-- Records provided follows --

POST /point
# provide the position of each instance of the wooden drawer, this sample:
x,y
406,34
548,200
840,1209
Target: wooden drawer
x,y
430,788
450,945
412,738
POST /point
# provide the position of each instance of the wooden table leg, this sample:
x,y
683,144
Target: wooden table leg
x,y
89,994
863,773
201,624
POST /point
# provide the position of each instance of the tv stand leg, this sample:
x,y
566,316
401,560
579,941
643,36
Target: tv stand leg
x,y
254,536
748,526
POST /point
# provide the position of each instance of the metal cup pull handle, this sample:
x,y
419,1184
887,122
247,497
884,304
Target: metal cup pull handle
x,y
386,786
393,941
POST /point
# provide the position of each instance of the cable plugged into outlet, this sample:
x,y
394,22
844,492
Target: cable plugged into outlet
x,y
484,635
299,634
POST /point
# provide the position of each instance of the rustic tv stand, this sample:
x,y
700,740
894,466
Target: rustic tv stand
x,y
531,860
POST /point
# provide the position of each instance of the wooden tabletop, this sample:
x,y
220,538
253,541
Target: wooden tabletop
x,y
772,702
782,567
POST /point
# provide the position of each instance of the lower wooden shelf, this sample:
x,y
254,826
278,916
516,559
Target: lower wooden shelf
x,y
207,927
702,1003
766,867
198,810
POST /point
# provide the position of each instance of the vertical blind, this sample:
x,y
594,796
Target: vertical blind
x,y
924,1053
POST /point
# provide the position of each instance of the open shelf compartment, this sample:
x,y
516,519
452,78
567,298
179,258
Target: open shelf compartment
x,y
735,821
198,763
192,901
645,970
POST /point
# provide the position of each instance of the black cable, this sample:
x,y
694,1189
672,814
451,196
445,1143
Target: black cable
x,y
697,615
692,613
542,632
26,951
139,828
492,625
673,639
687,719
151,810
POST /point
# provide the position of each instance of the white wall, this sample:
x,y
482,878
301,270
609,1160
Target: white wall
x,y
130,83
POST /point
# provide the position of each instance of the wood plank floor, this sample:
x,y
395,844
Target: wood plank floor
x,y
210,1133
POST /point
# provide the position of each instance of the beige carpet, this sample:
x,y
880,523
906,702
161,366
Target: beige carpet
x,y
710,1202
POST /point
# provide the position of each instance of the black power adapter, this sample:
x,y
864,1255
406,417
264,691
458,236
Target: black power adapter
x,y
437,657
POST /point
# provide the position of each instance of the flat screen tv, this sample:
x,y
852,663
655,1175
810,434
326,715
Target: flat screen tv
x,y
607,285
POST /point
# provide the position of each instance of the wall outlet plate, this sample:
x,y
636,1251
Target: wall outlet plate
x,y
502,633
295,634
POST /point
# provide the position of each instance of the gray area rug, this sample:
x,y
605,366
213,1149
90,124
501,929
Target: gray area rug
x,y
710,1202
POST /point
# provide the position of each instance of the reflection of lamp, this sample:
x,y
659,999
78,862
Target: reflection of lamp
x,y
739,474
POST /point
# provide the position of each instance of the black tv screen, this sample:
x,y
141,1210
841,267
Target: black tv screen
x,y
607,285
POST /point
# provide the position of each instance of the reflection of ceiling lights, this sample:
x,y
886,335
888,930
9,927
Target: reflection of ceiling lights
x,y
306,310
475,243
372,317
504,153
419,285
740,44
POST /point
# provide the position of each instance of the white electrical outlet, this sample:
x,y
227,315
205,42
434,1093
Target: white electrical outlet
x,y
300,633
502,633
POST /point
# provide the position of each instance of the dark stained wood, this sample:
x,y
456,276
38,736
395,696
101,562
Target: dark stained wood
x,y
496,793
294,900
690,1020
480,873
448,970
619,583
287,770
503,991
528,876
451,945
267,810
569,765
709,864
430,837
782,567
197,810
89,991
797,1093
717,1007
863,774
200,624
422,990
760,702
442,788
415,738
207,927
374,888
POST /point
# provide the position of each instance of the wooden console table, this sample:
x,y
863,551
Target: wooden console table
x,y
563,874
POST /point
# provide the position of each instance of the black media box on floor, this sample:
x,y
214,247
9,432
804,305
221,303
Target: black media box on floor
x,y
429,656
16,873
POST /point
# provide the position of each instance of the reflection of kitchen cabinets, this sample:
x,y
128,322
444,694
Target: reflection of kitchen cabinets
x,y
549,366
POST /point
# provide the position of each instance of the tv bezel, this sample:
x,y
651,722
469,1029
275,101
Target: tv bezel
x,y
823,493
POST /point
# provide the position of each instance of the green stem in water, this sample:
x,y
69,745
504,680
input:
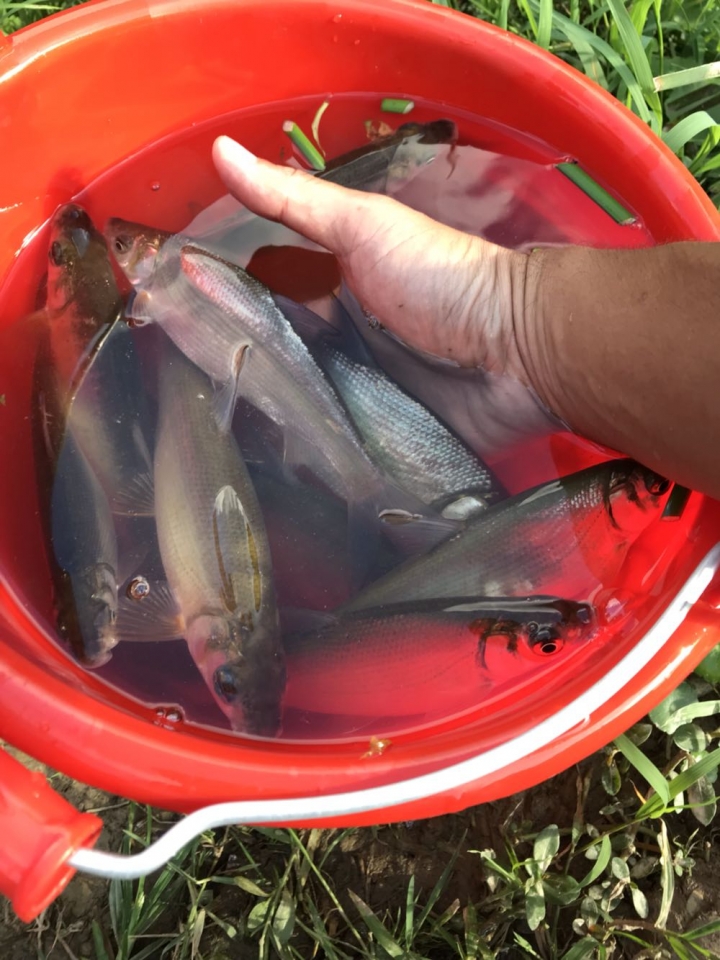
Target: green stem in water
x,y
396,105
676,503
305,148
583,180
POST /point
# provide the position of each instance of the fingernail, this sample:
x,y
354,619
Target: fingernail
x,y
229,151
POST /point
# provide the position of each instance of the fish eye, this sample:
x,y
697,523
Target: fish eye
x,y
226,685
57,254
656,485
548,646
584,614
122,243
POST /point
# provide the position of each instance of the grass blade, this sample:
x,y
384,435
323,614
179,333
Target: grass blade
x,y
667,876
635,53
683,78
577,34
376,927
644,767
600,864
544,24
687,129
582,179
704,931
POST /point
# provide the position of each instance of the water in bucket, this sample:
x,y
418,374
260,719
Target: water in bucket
x,y
391,631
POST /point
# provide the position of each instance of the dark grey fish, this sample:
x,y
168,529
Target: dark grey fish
x,y
96,366
387,163
410,443
560,538
214,549
427,655
85,548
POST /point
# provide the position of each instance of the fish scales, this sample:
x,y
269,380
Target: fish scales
x,y
212,310
193,462
560,538
215,552
432,653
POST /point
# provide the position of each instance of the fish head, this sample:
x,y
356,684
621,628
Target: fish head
x,y
542,626
79,269
135,247
87,615
82,297
635,495
244,670
560,623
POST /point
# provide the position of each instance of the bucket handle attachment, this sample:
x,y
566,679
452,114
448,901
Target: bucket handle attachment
x,y
418,788
40,833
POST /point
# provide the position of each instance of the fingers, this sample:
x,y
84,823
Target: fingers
x,y
321,211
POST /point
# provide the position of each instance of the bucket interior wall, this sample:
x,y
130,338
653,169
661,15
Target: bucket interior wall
x,y
73,115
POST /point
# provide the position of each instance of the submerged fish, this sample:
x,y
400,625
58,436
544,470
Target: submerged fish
x,y
383,165
425,656
559,538
85,548
228,323
401,434
135,247
87,456
82,297
216,557
103,394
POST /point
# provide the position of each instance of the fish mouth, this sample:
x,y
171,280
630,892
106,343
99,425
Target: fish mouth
x,y
71,216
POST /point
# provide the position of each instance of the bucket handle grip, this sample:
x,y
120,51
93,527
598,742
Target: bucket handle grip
x,y
418,788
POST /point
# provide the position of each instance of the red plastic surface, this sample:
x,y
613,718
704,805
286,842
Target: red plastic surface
x,y
89,87
40,832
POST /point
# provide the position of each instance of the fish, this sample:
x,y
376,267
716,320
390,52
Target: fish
x,y
228,323
96,368
84,456
220,595
561,538
381,166
411,444
425,656
387,163
134,247
487,411
84,545
83,300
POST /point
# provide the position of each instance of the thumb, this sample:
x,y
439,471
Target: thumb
x,y
321,211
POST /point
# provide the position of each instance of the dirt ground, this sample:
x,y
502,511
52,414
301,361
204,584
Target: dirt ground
x,y
376,863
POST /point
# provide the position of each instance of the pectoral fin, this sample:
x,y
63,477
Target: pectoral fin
x,y
225,397
154,617
236,551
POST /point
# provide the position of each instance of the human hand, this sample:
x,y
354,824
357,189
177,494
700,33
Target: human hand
x,y
443,292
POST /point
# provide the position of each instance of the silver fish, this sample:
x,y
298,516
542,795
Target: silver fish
x,y
227,323
385,164
407,659
85,548
216,557
96,368
401,434
561,538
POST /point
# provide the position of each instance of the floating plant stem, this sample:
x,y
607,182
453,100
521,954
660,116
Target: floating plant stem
x,y
306,149
676,503
582,179
396,105
315,128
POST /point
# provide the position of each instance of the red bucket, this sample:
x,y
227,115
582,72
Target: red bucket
x,y
80,92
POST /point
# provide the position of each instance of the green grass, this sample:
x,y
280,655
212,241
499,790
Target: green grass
x,y
596,878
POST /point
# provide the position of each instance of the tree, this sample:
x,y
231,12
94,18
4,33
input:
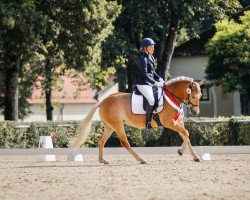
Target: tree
x,y
163,21
229,61
44,35
72,38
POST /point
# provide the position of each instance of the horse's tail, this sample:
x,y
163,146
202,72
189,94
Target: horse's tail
x,y
85,127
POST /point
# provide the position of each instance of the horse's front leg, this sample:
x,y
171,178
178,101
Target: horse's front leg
x,y
179,127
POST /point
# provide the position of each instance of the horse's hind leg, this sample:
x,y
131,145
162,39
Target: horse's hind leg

-- Records provided concluded --

Exercise goal
Check each line of the entries above for the string "hind", and return those that contain it.

Answer box
# provide the position of each instance of the horse's hind leg, this sample:
Target: horse's hind leg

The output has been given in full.